══ Supplied data

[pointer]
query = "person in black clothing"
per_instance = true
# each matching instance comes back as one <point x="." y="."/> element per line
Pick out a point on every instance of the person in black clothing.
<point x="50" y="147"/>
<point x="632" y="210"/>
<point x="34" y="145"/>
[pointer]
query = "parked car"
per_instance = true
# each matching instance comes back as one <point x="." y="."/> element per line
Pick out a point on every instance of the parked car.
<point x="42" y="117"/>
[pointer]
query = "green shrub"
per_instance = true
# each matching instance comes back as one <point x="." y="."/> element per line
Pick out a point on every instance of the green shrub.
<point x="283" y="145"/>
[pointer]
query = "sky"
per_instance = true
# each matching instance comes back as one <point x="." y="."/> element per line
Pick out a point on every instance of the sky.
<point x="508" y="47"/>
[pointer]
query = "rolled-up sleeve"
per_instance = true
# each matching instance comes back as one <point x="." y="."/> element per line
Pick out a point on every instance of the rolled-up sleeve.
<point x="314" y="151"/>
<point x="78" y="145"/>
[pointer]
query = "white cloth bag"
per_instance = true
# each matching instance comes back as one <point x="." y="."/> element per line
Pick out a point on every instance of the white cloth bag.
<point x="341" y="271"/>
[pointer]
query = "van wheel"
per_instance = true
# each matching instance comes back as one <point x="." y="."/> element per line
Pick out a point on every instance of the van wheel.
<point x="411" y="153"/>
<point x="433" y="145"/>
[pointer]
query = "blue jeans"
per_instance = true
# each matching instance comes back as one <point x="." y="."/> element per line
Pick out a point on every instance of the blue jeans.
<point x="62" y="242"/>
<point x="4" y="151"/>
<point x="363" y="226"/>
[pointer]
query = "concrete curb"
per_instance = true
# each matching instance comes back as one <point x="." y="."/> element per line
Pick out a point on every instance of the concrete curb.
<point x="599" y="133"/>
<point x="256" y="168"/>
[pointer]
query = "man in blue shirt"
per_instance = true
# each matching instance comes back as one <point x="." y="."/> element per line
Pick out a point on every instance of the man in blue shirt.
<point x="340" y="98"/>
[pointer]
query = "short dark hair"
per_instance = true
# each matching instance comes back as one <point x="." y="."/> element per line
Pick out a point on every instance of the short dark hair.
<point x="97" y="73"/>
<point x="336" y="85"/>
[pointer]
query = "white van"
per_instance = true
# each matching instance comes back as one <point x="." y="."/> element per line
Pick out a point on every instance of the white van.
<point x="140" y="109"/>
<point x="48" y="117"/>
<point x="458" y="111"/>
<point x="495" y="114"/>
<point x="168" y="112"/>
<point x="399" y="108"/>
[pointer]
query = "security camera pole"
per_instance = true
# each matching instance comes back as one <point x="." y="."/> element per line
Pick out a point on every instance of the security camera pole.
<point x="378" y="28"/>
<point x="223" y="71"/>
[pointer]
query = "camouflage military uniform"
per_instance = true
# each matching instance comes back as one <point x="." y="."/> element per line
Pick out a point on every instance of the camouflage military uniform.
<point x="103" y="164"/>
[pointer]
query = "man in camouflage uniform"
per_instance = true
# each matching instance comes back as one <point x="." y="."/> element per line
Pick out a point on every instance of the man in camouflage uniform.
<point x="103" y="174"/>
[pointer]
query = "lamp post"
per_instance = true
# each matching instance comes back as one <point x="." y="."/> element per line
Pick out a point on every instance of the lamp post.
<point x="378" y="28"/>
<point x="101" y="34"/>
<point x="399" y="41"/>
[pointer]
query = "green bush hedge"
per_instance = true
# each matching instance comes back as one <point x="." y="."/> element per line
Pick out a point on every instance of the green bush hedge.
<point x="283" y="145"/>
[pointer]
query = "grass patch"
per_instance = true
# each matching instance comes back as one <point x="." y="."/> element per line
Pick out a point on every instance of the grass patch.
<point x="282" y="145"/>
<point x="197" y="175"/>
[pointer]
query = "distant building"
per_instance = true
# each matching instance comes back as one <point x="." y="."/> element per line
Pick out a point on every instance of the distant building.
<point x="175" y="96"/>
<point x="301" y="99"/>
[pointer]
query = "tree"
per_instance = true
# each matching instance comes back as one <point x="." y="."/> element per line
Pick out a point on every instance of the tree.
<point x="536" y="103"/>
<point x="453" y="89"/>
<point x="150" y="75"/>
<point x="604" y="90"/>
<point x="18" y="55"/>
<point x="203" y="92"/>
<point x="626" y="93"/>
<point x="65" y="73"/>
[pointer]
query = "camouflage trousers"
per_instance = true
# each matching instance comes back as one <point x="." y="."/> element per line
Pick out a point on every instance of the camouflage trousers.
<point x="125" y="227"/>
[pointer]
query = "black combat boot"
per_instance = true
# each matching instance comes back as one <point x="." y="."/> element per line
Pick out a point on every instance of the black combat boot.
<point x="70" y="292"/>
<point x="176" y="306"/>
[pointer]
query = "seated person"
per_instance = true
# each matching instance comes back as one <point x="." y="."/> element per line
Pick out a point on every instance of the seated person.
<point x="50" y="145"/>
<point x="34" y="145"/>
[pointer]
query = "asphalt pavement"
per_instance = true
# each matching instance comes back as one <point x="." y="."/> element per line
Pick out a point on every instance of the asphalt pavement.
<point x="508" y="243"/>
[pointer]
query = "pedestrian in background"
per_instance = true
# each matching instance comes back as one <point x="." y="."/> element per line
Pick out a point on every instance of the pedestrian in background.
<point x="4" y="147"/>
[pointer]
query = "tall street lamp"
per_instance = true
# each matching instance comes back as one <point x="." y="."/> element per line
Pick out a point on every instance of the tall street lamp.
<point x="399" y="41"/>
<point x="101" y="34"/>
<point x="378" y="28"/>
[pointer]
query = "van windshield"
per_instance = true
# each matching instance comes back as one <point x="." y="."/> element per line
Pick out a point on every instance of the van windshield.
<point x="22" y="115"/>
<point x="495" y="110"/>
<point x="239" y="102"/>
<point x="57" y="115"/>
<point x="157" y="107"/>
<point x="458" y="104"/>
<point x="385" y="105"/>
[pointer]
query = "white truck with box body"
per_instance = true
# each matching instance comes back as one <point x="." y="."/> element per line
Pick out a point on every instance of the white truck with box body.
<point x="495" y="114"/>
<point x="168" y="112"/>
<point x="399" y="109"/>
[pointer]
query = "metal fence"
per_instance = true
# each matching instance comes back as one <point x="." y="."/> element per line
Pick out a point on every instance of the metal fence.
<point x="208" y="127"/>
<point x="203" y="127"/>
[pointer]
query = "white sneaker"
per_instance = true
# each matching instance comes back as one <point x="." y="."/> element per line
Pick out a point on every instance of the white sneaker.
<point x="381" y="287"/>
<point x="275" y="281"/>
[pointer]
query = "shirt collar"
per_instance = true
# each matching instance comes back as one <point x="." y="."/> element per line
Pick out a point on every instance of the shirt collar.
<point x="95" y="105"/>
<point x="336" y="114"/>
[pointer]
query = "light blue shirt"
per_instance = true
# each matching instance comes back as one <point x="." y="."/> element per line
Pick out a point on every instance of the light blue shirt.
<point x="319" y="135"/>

════

**The problem**
Copy out the entries above again, keeping them exact.

**The answer**
[pointer]
query = "person in black clothing"
per_instance = true
# each matching instance comes back as one <point x="." y="."/> element per line
Pick out a point on every instance of the person in black clothing.
<point x="50" y="147"/>
<point x="632" y="210"/>
<point x="34" y="145"/>
[pointer]
query = "parked car"
per_instance = true
# each matching instance comes back as one <point x="." y="."/> element per line
Pick out a point on every instance of the parked car.
<point x="42" y="117"/>
[pointer]
query = "green shrub"
per_instance = true
# each matching instance comes back as one <point x="." y="."/> element per line
Pick out a point on every instance of the green shrub.
<point x="283" y="145"/>
[pointer]
query = "sky"
per_instance = true
# each matching instance comes back as one <point x="." y="."/> element per line
Pick out a point on every instance of the sky.
<point x="508" y="47"/>
[pointer]
query = "rolled-up sleeve"
per_instance = true
# each matching instance comes back as one <point x="." y="."/> element per line
Pick out a point on every instance of the rolled-up sleeve.
<point x="314" y="151"/>
<point x="78" y="145"/>
[pointer]
query = "white cloth bag"
per_instance = true
# each matching instance comes back as one <point x="." y="."/> element per line
Pick out a point on every instance of the white cloth bag.
<point x="341" y="271"/>
[pointer]
query = "van wheel"
per_instance = true
# each matching instance comes back as one <point x="." y="."/> element per line
Pick out a point on every instance of the van wheel.
<point x="411" y="153"/>
<point x="433" y="145"/>
[pointer]
query = "blue jeans"
per_instance = true
# each matching instance comes back as one <point x="." y="."/> element per line
Pick out a point on every instance of the blue jeans.
<point x="62" y="242"/>
<point x="4" y="151"/>
<point x="363" y="226"/>
[pointer]
query = "concrete curb"
per_instance = true
# each matching instance comes back as one <point x="." y="."/> element per line
Pick out a point on every instance of the concrete curb.
<point x="599" y="133"/>
<point x="256" y="168"/>
[pointer]
query = "man in blue shirt"
per_instance = true
# each matching instance comes back as one <point x="." y="."/> element per line
Pick out a point on every instance of the man in blue shirt.
<point x="340" y="98"/>
[pointer]
query = "short dark hair"
per_instance = true
# each matching instance comes back as one <point x="." y="."/> element per line
Pick out a point on every instance of the short dark hair.
<point x="97" y="73"/>
<point x="336" y="85"/>
[pointer]
query = "white van"
per_instance = true
# each matching instance comes back as one <point x="." y="."/> element per line
Pick out a point on every instance of the white van.
<point x="140" y="109"/>
<point x="48" y="117"/>
<point x="458" y="111"/>
<point x="495" y="114"/>
<point x="168" y="112"/>
<point x="399" y="108"/>
[pointer]
query = "security camera pole"
per_instance = true
# each matching instance comes back as one <point x="." y="."/> element per line
Pick out a point on every instance of the security camera pole.
<point x="378" y="28"/>
<point x="223" y="71"/>
[pointer]
query = "camouflage military uniform"
per_instance = true
# each matching instance comes back as one <point x="." y="."/> element per line
Pick out a point on every instance of the camouflage military uniform.
<point x="103" y="164"/>
[pointer]
query = "man in camouflage uniform"
per_instance = true
# each matching instance comes back as one <point x="." y="."/> element per line
Pick out a point on every instance of the man in camouflage uniform.
<point x="103" y="174"/>
[pointer]
query = "lamp post"
per_instance = true
# each matching instance comes back as one <point x="." y="."/> element per line
Pick out a point on every instance of the lamp post.
<point x="378" y="28"/>
<point x="101" y="34"/>
<point x="399" y="41"/>
[pointer]
query = "green bush hedge"
per_instance = true
# each matching instance comes back as one <point x="." y="."/> element per line
Pick out a point on every instance of the green bush hedge.
<point x="283" y="145"/>
[pointer]
query = "grass patch"
per_instance = true
# each matching instance comes back as one <point x="." y="."/> element per line
Pick out a point on every instance of the grass patch.
<point x="282" y="145"/>
<point x="197" y="175"/>
[pointer]
query = "distant building"
per_instance = true
# each matching instance comes back as one <point x="." y="."/> element per line
Pick out a point on every instance of the distant building.
<point x="175" y="96"/>
<point x="301" y="99"/>
[pointer]
query = "tree"
per_instance = true
# each matching instance comes back as one <point x="." y="."/> element per line
Pick out a point on every instance of the tree.
<point x="536" y="103"/>
<point x="453" y="89"/>
<point x="150" y="75"/>
<point x="604" y="90"/>
<point x="18" y="55"/>
<point x="203" y="92"/>
<point x="626" y="93"/>
<point x="65" y="73"/>
[pointer]
query = "camouflage trousers"
per_instance = true
# each matching instance comes back as one <point x="." y="."/> element per line
Pick out a point on every instance of the camouflage trousers.
<point x="125" y="227"/>
[pointer]
query = "black combat boot"
per_instance = true
# each matching instance comes back as one <point x="." y="."/> element per line
Pick out a point on every instance of the black combat boot.
<point x="70" y="292"/>
<point x="176" y="306"/>
[pointer]
query = "seated person"
per_instance = true
# each matching instance comes back as one <point x="." y="."/> element per line
Pick out a point on every instance of the seated person.
<point x="50" y="145"/>
<point x="34" y="145"/>
[pointer]
query = "asphalt pavement"
per_instance = true
# each matching instance comes back as one <point x="." y="."/> element per line
Pick out a point on every instance of the asphalt pavement.
<point x="508" y="243"/>
[pointer]
query = "pedestrian in background"
per_instance = true
# each matching instance comes back as one <point x="." y="."/> element per line
Pick out a point on every instance of the pedestrian in background.
<point x="4" y="147"/>
[pointer]
query = "tall street lamp"
per_instance = true
# each matching instance comes back as one <point x="." y="."/> element per line
Pick out a point on every instance of the tall street lamp.
<point x="399" y="41"/>
<point x="101" y="34"/>
<point x="378" y="28"/>
[pointer]
query = "van windshield"
per_instance = true
# each matching instance comes back as one <point x="." y="."/> element per line
Pick out a point on every instance of the van windshield.
<point x="22" y="115"/>
<point x="495" y="110"/>
<point x="239" y="102"/>
<point x="57" y="115"/>
<point x="157" y="107"/>
<point x="458" y="104"/>
<point x="385" y="105"/>
[pointer]
query = "white truck with box body"
per_instance = true
# each matching instance comes back as one <point x="." y="."/> element per line
Pick out a point on every instance of the white truck with box body.
<point x="495" y="114"/>
<point x="168" y="112"/>
<point x="399" y="109"/>
[pointer]
query = "metal fence"
per_instance = true
# each matching instance comes back as one <point x="." y="."/> element per line
Pick out a point on every instance of the metal fence.
<point x="208" y="127"/>
<point x="203" y="127"/>
[pointer]
query = "white sneaker"
per_instance = true
# each matching instance comes back as one <point x="." y="."/> element per line
Pick out a point on every instance of the white sneaker.
<point x="381" y="287"/>
<point x="275" y="281"/>
[pointer]
query = "shirt collar"
per_instance = true
# each matching instance comes back as one <point x="." y="."/> element per line
Pick out a point on every instance of the shirt collar.
<point x="95" y="105"/>
<point x="336" y="114"/>
[pointer]
query = "light blue shirt"
per_instance = true
# each matching instance comes back as one <point x="." y="."/> element per line
Pick out a point on every instance of the light blue shirt.
<point x="319" y="135"/>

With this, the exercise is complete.